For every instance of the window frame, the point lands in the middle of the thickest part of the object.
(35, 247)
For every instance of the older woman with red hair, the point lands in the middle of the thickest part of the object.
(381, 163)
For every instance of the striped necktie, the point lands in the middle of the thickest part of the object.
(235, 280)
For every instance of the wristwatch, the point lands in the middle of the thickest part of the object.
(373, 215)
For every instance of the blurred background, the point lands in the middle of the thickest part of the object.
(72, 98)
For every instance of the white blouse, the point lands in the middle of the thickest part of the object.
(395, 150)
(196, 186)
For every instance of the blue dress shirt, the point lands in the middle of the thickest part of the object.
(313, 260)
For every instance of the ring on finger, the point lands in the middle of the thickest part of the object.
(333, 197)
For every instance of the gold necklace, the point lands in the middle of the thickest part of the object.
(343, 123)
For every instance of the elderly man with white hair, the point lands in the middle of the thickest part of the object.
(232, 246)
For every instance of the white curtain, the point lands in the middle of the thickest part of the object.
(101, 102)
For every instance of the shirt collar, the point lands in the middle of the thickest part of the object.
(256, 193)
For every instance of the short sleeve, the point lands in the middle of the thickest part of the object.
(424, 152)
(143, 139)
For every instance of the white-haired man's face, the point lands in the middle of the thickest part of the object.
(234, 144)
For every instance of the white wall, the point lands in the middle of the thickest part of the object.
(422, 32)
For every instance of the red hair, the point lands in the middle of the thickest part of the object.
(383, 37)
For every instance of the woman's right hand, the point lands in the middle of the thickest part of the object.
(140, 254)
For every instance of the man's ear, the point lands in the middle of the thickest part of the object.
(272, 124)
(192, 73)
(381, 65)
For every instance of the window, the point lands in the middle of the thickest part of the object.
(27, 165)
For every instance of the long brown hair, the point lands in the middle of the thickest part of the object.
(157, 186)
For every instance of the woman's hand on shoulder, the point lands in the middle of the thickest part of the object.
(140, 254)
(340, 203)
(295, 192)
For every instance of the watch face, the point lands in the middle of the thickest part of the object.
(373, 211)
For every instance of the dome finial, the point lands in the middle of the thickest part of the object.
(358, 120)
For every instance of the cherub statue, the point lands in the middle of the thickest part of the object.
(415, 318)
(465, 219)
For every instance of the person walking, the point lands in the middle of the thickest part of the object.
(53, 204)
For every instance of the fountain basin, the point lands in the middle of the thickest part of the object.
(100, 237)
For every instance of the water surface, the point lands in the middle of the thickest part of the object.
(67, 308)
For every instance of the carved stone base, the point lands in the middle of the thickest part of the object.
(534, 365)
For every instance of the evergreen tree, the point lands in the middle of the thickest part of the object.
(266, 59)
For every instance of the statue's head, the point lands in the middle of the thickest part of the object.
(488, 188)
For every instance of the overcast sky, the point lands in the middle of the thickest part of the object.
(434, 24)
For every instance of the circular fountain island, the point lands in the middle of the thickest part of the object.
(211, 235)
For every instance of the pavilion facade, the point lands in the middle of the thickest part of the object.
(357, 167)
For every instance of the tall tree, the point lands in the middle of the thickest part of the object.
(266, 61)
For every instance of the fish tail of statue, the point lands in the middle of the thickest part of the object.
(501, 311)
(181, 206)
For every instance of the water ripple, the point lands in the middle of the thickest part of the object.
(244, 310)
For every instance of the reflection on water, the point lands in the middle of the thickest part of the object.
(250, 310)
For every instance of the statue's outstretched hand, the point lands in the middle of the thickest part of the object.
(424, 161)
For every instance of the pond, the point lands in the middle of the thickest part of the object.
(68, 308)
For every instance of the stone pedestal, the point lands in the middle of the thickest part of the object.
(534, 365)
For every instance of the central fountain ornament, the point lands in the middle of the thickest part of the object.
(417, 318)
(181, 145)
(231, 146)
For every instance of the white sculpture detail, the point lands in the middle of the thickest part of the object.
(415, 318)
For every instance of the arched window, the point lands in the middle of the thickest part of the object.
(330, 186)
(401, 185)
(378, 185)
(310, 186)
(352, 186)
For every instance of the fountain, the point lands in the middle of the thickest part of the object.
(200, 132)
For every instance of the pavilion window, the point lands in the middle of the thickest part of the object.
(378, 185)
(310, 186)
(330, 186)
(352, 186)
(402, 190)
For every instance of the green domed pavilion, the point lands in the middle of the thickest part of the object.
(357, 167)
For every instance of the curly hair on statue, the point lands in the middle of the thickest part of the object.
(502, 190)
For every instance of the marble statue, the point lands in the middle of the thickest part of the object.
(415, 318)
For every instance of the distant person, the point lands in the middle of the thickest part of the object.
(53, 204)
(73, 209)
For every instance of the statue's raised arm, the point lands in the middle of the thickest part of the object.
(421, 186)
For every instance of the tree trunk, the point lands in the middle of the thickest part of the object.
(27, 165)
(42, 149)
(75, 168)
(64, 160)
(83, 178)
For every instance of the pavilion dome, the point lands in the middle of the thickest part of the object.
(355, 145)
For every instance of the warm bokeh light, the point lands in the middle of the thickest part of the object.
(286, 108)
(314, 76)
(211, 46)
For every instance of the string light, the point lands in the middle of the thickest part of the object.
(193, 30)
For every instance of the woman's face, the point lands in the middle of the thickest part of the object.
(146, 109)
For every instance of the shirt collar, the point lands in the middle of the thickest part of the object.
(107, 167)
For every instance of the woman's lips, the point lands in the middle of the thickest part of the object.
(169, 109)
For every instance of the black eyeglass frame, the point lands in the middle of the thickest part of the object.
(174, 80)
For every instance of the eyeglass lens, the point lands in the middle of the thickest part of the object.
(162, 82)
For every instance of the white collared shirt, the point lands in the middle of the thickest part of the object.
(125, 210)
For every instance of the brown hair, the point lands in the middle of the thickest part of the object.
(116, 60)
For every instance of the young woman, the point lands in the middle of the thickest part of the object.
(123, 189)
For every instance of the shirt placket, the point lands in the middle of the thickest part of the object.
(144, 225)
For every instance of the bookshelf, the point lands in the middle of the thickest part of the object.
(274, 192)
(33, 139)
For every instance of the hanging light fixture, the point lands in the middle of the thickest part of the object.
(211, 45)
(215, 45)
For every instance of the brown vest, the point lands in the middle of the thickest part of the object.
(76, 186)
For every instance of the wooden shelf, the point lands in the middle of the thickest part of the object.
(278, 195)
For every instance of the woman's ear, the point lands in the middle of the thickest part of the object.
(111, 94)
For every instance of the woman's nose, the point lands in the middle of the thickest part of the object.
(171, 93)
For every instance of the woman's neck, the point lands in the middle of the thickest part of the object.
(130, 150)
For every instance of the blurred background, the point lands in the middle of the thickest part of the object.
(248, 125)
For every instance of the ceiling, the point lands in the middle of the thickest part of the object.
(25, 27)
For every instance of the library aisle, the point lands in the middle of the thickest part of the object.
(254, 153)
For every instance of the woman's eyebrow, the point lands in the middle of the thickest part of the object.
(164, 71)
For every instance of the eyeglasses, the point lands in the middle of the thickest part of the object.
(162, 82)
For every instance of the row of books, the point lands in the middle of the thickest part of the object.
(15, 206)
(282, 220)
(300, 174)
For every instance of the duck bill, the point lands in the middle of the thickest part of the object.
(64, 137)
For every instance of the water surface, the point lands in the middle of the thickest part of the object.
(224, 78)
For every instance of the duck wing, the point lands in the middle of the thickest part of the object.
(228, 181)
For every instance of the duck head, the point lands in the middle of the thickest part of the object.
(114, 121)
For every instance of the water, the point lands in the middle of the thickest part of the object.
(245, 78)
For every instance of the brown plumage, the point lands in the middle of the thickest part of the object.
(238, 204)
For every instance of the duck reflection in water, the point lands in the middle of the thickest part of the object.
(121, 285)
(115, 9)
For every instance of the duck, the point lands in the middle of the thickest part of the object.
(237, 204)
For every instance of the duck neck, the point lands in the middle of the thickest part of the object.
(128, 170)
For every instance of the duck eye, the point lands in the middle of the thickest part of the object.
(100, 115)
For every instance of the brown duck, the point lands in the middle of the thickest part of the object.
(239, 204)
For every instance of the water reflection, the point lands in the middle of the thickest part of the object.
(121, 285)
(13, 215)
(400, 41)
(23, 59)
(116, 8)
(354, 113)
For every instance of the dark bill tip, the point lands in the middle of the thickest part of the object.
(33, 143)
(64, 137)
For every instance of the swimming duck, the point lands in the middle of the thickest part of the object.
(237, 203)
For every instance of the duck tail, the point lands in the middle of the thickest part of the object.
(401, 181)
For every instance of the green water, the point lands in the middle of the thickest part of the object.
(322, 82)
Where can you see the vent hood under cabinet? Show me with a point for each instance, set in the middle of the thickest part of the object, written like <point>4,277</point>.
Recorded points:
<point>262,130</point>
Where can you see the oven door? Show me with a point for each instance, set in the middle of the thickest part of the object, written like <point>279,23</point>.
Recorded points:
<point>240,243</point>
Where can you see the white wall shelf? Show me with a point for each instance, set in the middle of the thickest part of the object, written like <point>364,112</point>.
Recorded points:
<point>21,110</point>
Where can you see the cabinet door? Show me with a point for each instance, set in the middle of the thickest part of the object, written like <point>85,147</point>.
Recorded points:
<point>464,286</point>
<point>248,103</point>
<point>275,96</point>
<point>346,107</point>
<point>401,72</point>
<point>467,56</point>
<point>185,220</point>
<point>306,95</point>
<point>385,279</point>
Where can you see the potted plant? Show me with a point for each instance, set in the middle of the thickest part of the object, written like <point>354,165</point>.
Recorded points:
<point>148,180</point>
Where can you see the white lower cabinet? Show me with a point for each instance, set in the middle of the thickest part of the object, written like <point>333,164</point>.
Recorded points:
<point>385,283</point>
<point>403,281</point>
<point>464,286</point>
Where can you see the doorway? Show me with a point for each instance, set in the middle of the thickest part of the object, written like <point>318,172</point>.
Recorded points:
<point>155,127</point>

————————

- **Assignment**:
Where the string "cabinet" occurs in a line of the listing above, count that line, then report the total and nothing else.

- **Answer for the task**:
3